• _PROBLEM TO WORK ON_
Rewrite the rows below, swapping every "photo" for "image" and changing nothing else. Leave the pictures out of your output.

• _Rows excerpted from a collection_
■ ■ ■ ■
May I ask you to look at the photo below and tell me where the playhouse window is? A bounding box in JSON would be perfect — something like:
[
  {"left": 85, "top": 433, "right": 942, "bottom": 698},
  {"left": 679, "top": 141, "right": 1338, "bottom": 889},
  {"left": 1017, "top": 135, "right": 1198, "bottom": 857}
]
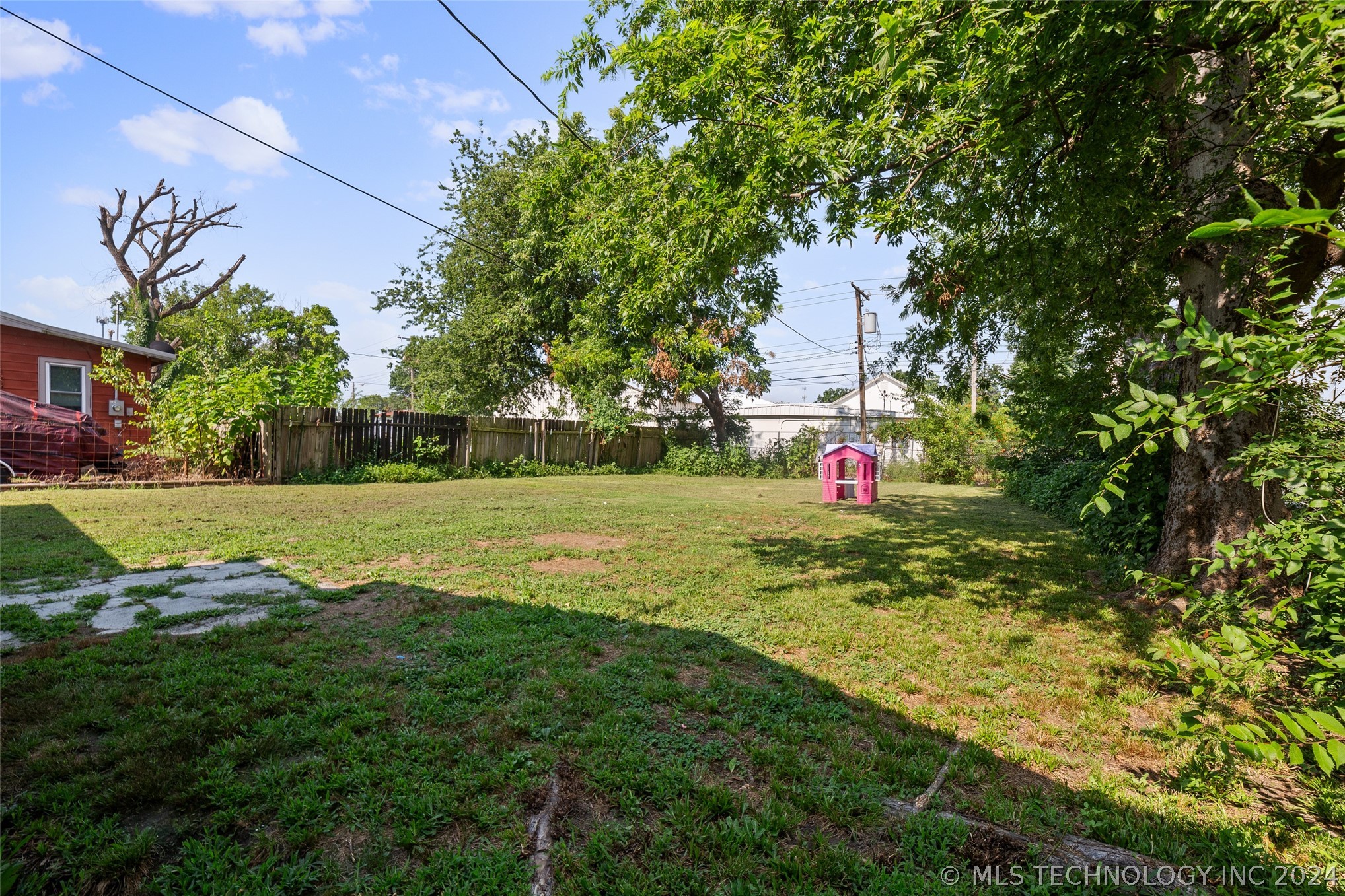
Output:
[{"left": 38, "top": 359, "right": 89, "bottom": 413}]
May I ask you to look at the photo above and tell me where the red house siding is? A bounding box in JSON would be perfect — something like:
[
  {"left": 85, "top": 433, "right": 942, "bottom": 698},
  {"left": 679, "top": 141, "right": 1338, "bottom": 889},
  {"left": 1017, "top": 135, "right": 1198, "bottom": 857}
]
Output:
■ ■ ■ ■
• _TASK OUTPUT_
May I ask you to look at the image below and tell me where the playhouse window is? A bounding box in JSON would be perfect — something like:
[
  {"left": 85, "top": 433, "right": 942, "bottom": 698},
  {"left": 679, "top": 141, "right": 1338, "bottom": 889},
  {"left": 1017, "top": 135, "right": 1198, "bottom": 857}
]
Output:
[{"left": 38, "top": 359, "right": 89, "bottom": 413}]
May I ask you to look at the image above and tell me where the red house siding is? A bounding box in JSON would be perfect — something like:
[
  {"left": 85, "top": 433, "right": 942, "bottom": 698},
  {"left": 679, "top": 141, "right": 1338, "bottom": 889},
  {"left": 1017, "top": 135, "right": 1198, "bottom": 857}
]
Output:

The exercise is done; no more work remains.